Referring expression pointing data
######
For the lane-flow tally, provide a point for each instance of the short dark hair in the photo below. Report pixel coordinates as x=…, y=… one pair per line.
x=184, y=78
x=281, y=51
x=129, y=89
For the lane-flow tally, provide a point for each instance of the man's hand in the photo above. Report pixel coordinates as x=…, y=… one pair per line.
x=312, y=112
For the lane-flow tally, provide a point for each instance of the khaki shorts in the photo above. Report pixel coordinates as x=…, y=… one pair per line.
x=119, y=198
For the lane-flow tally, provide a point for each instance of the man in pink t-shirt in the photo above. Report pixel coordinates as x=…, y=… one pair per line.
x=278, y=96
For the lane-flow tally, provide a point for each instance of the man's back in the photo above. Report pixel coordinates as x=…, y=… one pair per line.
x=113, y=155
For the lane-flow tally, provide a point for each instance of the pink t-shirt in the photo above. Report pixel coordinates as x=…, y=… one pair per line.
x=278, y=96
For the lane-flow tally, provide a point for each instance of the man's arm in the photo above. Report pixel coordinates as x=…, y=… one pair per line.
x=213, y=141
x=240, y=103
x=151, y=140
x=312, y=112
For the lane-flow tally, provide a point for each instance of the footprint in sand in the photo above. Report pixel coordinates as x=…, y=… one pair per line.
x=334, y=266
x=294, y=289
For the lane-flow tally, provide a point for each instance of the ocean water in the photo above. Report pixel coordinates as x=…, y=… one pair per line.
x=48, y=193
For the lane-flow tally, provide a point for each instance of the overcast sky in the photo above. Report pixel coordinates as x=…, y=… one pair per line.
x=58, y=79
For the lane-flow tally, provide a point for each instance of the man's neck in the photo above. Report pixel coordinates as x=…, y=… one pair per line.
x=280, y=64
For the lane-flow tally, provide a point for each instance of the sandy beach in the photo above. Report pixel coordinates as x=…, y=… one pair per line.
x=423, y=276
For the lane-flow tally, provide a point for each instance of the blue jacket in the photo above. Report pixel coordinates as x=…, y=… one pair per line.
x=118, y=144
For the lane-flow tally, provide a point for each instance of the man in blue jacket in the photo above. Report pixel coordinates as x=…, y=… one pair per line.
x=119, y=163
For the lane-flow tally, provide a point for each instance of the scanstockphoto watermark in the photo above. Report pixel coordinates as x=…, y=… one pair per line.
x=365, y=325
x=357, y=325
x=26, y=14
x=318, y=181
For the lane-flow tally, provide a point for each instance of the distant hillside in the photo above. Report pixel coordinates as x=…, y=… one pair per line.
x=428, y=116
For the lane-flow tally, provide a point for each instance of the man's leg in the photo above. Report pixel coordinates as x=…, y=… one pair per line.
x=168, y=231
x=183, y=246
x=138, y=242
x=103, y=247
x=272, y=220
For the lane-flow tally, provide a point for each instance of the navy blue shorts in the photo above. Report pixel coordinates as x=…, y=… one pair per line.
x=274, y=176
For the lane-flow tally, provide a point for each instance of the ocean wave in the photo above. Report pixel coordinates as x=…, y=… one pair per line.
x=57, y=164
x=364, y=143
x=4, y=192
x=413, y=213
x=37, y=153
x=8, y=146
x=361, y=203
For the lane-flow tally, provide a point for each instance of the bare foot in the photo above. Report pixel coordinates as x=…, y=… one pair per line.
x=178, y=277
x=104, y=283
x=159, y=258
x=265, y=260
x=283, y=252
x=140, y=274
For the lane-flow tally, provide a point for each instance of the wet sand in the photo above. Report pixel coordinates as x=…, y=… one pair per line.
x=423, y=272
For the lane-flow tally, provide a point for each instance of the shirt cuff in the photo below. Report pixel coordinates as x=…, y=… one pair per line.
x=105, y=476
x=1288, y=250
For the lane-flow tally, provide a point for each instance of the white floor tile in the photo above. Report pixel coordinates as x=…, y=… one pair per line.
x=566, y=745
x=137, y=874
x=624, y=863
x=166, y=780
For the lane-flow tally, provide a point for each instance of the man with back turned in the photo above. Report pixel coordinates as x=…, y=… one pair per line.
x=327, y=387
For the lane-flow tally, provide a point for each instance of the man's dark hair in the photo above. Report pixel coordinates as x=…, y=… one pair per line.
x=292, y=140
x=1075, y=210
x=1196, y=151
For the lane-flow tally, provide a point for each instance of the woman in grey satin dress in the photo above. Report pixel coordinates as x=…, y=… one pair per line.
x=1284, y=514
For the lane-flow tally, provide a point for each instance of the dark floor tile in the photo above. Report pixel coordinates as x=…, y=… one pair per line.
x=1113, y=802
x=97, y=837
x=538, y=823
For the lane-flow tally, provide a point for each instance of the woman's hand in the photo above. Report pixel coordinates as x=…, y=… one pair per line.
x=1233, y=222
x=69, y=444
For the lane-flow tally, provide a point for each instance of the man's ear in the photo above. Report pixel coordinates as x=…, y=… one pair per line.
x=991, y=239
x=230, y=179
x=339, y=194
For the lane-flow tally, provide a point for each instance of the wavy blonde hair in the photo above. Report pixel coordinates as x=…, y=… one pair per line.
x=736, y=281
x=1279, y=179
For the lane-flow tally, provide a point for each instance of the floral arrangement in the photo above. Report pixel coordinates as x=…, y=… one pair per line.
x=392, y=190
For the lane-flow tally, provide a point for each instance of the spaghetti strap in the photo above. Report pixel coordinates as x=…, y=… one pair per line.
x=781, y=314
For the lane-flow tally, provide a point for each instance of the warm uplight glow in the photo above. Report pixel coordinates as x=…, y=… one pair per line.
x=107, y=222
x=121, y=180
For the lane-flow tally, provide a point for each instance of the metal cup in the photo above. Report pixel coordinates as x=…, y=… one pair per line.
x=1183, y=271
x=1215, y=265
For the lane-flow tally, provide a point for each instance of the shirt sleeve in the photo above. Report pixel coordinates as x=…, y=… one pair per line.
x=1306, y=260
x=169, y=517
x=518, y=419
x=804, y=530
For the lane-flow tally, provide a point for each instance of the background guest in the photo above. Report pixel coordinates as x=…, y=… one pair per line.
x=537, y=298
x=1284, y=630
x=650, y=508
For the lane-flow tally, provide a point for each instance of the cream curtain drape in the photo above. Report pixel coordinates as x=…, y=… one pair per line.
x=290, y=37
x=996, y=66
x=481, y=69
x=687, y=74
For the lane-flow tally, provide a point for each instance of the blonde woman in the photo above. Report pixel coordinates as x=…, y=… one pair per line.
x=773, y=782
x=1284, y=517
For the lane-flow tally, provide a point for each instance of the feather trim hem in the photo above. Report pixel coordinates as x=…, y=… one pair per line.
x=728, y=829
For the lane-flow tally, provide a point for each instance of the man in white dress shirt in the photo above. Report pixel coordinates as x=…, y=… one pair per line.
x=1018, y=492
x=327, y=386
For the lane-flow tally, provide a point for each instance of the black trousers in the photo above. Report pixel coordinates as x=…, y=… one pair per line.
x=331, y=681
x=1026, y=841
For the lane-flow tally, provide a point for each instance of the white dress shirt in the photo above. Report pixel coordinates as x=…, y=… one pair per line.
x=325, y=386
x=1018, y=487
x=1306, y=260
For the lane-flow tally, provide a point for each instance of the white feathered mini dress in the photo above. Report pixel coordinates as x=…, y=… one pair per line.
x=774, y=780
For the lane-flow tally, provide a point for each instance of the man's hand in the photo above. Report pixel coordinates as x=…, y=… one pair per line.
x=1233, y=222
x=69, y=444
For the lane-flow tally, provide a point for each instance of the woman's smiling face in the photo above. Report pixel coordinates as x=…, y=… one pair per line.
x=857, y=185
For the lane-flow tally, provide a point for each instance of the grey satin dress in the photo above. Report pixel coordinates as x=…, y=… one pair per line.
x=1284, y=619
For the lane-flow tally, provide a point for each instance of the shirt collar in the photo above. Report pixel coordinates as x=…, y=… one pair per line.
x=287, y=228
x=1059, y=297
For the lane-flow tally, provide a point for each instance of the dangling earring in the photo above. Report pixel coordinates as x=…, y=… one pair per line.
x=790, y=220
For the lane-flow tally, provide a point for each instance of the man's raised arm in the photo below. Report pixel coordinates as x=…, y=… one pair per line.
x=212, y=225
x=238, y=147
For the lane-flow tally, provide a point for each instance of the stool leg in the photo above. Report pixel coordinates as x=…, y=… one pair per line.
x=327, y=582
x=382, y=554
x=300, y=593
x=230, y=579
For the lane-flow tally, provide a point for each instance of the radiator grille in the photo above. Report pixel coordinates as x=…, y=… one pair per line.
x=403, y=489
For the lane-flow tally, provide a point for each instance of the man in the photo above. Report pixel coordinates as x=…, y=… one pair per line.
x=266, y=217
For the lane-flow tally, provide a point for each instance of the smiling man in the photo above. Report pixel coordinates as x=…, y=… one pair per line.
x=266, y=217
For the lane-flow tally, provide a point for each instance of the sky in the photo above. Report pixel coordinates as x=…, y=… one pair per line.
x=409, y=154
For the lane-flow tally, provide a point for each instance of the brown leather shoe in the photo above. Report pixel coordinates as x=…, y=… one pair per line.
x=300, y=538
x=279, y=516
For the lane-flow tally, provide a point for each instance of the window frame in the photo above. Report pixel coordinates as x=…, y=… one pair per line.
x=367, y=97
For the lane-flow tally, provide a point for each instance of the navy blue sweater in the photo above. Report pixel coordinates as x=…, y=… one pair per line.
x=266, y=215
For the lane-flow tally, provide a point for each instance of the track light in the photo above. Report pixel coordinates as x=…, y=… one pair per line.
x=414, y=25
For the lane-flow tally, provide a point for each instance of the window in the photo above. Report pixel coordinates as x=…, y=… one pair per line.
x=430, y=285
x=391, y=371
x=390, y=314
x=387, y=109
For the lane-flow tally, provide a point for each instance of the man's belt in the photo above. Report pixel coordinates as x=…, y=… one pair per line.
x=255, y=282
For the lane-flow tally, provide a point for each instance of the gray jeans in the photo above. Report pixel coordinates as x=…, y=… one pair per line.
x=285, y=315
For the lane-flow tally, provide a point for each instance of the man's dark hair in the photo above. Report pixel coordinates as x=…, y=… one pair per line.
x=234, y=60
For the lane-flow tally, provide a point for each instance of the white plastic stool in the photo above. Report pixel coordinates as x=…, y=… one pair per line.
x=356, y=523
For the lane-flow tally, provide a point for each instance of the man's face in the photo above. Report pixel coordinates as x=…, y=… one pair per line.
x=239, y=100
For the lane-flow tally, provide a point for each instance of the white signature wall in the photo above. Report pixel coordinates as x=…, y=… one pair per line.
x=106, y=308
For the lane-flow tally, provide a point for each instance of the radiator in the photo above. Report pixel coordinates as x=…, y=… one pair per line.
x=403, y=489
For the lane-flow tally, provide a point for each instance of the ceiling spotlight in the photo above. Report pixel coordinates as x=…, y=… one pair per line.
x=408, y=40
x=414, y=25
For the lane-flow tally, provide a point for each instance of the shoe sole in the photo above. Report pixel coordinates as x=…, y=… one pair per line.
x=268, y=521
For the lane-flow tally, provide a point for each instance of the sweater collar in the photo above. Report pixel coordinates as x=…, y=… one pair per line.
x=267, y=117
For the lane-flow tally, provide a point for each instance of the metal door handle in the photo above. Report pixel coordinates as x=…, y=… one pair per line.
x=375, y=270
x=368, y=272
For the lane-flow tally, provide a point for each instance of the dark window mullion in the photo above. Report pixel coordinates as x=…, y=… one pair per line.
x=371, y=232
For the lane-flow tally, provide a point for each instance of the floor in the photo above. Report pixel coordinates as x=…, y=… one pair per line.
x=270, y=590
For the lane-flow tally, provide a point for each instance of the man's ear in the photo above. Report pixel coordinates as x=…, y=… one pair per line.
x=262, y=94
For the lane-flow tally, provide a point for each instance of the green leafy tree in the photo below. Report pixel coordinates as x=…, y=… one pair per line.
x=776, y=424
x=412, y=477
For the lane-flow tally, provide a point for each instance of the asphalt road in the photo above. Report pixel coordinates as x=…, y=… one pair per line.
######
**Assignment:** Output an exact copy of the lines beginning at the one that holds "of the shoe" and running through the final line of the records.

**Answer box:**
For the lane-flow tally, provide a point for each instance of the shoe sole in the photo above. Report pixel coordinates as x=…, y=… one pair per line.
x=268, y=521
For the lane-flow tally, provide a point for each instance of the sweater collar in the photo above. Report pixel coordinates as x=…, y=… one pair per line.
x=267, y=117
For the lane-flow tally, provide a point for each instance of the metal door handle in the photo above. Report pixel coordinates as x=…, y=… one pair per line.
x=375, y=270
x=368, y=272
For the lane-flow tally, provide a point for each instance of the dark window mullion in the photo above. Report pixel coordinates as x=…, y=… one pair per line.
x=371, y=232
For the lane-flow tally, provide a point for each instance of the floor in the photo above. Report pixel coordinates as x=…, y=… one pair per line.
x=270, y=590
For the lane-flow tally, provide a point for each instance of the man's ear in the photo above. Report pixel coordinates as x=…, y=… one pair per line.
x=262, y=94
For the lane-flow tally, provide a point for each instance of the green leafy tree in the photo below. Report pixel coordinates as x=…, y=… one pair per line.
x=776, y=424
x=412, y=477
For the lane-flow tally, provide a point for each instance of the asphalt road in the photo above. Report pixel coordinates as x=…, y=… one pair per line.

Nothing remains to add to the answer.